WORKING DATA
━━━

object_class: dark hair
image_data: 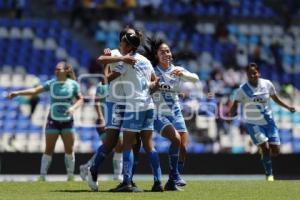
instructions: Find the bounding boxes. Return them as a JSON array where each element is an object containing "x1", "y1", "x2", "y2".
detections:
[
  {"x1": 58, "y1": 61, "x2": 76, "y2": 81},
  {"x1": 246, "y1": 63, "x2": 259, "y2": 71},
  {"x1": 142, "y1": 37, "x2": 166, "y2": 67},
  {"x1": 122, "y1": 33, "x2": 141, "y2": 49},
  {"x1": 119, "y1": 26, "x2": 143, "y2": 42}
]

━━━

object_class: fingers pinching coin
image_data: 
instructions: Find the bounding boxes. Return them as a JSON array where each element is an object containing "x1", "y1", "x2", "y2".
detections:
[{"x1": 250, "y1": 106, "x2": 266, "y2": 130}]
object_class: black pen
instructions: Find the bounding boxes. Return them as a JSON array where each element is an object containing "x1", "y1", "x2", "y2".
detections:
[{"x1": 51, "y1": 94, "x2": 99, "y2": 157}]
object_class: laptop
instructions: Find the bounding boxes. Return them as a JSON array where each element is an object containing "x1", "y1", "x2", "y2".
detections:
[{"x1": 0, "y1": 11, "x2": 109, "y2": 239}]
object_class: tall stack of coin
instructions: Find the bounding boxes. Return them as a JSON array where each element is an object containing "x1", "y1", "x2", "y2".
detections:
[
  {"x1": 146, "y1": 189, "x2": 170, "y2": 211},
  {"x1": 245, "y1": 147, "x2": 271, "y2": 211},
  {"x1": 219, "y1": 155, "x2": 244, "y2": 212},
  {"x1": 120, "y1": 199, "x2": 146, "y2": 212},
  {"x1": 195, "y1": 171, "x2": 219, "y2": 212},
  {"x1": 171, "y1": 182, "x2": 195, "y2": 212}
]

━━━

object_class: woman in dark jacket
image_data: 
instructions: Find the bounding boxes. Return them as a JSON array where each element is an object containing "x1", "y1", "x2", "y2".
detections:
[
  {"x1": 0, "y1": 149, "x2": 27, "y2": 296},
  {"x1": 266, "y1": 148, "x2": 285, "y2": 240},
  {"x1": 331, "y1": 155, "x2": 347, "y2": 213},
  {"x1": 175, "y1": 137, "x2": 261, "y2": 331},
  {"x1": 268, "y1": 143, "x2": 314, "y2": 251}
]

━━━

EXERCISE BRIEF
Locate each line in the material above that contains the string "dark", and copy those lines out.

EXERCISE RESULT
object_class: dark hair
object_class: woman in dark jacket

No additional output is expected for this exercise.